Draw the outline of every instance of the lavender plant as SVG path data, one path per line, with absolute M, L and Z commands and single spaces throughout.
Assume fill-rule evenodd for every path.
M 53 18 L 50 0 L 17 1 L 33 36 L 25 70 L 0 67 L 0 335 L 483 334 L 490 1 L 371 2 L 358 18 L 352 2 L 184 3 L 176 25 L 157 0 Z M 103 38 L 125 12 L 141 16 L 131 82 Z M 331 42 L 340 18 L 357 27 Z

☆ ☆ ☆

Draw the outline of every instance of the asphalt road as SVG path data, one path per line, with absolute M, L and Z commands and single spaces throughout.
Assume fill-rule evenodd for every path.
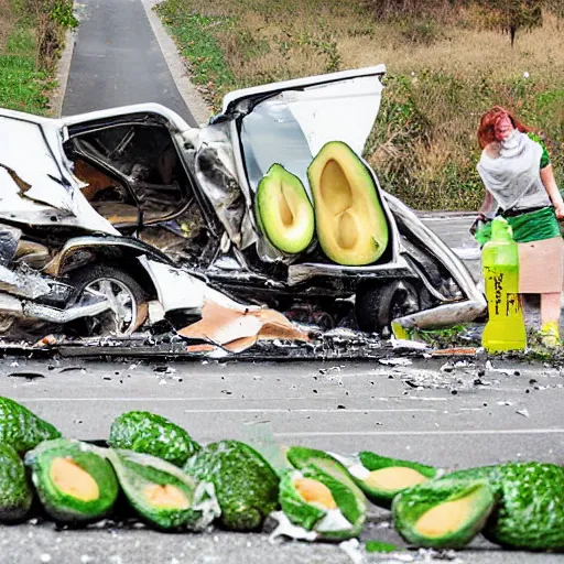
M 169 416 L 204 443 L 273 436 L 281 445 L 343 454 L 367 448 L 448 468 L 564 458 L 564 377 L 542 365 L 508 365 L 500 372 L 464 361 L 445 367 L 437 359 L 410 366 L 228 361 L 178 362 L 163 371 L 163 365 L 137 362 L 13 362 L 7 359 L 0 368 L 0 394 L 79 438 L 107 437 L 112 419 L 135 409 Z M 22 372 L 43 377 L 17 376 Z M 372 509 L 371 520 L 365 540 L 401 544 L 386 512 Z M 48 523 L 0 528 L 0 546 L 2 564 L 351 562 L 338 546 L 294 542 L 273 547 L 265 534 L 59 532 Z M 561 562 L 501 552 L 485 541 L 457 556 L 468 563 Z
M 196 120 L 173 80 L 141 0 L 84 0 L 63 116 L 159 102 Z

☆ ☆ ☆

## What is expected
Tally the lines in the records above that contain the string 'single'. Reply with the number alone.

## Exercise output
2